TASK INPUT:
:::::

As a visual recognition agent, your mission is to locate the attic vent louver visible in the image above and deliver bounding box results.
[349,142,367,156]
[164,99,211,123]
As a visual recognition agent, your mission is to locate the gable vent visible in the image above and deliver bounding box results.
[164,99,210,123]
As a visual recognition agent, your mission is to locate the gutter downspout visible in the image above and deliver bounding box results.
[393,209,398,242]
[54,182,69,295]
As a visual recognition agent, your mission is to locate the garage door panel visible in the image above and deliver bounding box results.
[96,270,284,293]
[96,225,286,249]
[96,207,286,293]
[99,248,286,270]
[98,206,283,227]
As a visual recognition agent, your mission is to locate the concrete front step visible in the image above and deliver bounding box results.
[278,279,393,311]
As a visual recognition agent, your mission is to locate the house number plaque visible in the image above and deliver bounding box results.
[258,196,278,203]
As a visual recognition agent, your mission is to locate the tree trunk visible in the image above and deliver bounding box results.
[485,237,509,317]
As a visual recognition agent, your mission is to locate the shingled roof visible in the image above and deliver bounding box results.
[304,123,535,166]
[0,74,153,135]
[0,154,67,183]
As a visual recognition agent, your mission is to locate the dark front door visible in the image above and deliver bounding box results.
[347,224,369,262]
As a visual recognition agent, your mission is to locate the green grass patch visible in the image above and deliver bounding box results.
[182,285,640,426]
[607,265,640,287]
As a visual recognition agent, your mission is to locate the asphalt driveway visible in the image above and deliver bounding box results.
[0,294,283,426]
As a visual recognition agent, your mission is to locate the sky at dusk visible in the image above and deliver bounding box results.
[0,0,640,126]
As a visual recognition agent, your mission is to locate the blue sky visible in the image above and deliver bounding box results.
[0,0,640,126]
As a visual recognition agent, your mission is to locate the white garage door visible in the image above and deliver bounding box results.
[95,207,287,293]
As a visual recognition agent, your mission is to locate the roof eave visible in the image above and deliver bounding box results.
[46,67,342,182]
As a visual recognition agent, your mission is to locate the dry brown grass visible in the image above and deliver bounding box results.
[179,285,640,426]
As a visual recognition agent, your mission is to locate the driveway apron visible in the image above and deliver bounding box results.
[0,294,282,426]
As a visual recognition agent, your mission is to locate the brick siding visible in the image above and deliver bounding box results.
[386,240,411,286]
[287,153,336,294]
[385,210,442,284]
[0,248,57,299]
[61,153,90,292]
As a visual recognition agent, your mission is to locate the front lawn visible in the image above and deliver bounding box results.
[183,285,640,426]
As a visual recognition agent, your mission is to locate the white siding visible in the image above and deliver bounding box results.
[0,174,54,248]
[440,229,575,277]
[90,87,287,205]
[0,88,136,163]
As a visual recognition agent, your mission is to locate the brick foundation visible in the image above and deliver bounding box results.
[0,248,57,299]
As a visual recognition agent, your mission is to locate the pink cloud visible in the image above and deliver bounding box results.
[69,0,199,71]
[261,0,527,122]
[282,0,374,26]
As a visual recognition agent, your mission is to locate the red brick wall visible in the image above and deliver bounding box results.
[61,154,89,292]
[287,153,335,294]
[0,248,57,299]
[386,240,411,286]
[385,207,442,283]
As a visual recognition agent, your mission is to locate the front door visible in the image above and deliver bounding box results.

:::::

PROBLEM REQUIREMENTS: How many lines of the material above contain the string "front"? Reply with the number alone.

RESPONSE TO THE TASK: 4